Locate each line in the listing below that contains the string "plaque", and copy those lines. Matching is case-sensitive.

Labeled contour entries
━━━━━━

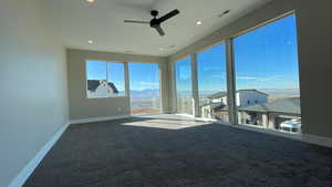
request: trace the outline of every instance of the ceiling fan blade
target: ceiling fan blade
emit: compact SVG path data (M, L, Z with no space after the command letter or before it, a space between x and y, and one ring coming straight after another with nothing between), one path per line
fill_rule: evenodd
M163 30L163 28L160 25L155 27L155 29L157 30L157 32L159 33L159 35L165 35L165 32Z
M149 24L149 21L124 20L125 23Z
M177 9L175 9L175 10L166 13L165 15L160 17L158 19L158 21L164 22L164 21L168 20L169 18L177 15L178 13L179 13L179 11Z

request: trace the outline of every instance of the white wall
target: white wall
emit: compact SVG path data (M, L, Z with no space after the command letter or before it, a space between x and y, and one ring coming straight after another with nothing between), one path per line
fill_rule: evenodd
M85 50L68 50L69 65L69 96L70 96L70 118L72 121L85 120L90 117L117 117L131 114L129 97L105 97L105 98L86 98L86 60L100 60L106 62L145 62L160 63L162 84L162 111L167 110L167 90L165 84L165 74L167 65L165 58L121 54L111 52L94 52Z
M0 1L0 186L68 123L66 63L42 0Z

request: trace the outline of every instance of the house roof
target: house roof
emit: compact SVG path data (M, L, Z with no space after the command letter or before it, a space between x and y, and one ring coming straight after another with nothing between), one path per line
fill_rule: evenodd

━━━━━━

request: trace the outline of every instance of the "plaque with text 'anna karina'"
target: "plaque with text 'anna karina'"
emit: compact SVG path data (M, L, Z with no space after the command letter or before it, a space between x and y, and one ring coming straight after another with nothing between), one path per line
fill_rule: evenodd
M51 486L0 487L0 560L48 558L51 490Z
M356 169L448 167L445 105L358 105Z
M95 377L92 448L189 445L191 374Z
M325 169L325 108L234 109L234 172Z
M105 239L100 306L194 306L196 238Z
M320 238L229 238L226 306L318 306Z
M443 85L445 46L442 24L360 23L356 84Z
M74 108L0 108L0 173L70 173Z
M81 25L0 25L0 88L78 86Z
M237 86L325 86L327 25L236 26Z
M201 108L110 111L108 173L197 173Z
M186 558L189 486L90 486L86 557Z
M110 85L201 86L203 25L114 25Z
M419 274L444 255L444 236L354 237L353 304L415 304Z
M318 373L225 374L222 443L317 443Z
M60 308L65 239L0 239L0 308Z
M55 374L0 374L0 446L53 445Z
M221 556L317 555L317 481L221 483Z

━━━━━━

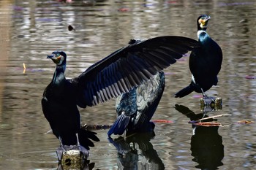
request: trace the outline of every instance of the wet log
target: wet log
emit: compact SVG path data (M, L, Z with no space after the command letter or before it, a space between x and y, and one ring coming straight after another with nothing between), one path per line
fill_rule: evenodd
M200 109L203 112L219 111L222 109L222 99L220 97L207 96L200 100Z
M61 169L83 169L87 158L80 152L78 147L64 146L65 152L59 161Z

━━━━━━

* _SOLUTION TO THE PROBLEM_
request: trace the outline of every instance of the "plaque with text 'anna karina'"
target: "plaque with text 'anna karina'"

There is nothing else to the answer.